— Start Information provided —
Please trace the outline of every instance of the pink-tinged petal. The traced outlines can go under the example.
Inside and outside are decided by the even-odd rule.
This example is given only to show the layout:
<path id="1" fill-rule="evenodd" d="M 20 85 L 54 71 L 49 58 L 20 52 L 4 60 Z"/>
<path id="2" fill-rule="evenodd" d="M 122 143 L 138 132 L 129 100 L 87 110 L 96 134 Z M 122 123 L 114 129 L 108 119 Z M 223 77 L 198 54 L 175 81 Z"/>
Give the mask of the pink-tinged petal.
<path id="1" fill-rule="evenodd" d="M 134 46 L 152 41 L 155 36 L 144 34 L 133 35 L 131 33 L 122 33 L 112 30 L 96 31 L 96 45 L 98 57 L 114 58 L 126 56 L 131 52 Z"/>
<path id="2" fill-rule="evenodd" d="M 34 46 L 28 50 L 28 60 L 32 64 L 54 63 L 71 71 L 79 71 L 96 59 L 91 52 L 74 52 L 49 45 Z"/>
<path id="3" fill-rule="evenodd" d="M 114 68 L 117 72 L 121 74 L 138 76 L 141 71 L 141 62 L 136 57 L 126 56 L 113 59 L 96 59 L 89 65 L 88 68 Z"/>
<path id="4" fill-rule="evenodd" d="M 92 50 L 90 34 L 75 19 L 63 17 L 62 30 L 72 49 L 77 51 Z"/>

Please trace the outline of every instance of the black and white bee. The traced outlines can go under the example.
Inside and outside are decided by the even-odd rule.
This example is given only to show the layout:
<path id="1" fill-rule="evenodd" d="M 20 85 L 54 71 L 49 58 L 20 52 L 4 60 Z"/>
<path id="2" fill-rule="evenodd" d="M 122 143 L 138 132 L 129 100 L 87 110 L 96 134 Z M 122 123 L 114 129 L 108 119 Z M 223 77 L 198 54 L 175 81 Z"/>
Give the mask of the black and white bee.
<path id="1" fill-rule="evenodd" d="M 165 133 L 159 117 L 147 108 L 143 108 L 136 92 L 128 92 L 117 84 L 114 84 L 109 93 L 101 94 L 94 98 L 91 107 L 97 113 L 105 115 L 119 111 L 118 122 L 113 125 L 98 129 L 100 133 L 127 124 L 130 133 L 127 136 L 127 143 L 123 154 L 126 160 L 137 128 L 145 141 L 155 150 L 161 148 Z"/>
— End Information provided —
◆ What is required:
Copy every one of the lines above word for word, keeping their order.

◆ The reply:
Please trace the outline of every instance of the pink-tinged petal. The traced outlines can go under the example.
Inside and outside are decided by the even-odd rule.
This example is given only to show the layout:
<path id="1" fill-rule="evenodd" d="M 20 85 L 54 71 L 49 58 L 20 52 L 4 60 Z"/>
<path id="2" fill-rule="evenodd" d="M 122 143 L 138 132 L 129 100 L 87 110 L 96 134 Z M 122 123 L 114 129 L 108 119 Z M 223 77 L 198 54 L 175 81 Z"/>
Give the mask of the pink-tinged petal.
<path id="1" fill-rule="evenodd" d="M 134 46 L 152 41 L 155 36 L 144 34 L 133 35 L 131 33 L 122 33 L 112 30 L 96 31 L 96 45 L 98 57 L 114 58 L 126 56 L 131 52 Z"/>
<path id="2" fill-rule="evenodd" d="M 34 46 L 28 50 L 28 60 L 32 64 L 54 63 L 71 71 L 79 71 L 96 59 L 91 52 L 74 52 L 49 45 Z"/>
<path id="3" fill-rule="evenodd" d="M 114 68 L 117 72 L 121 74 L 138 76 L 141 71 L 141 62 L 136 57 L 126 56 L 113 59 L 96 59 L 89 65 L 88 68 Z"/>
<path id="4" fill-rule="evenodd" d="M 92 50 L 90 34 L 75 19 L 63 17 L 62 30 L 72 49 L 77 51 Z"/>

Please trace the outline of every instance of the black and white bee. The traced outlines can go under the example.
Inside and outside are decided by the even-odd rule.
This example is given only to show the layout:
<path id="1" fill-rule="evenodd" d="M 20 85 L 54 71 L 49 58 L 20 52 L 4 60 Z"/>
<path id="2" fill-rule="evenodd" d="M 122 143 L 138 132 L 129 100 L 87 110 L 96 134 Z M 122 123 L 114 129 L 108 119 Z M 223 77 L 198 54 L 175 81 Z"/>
Give the mask of the black and white bee.
<path id="1" fill-rule="evenodd" d="M 165 133 L 159 117 L 147 108 L 143 108 L 136 92 L 128 92 L 117 84 L 114 84 L 109 93 L 101 94 L 94 98 L 91 107 L 97 113 L 105 115 L 119 111 L 118 122 L 113 125 L 98 129 L 100 133 L 127 124 L 130 133 L 127 136 L 127 143 L 123 154 L 126 160 L 137 128 L 145 141 L 155 150 L 161 148 Z"/>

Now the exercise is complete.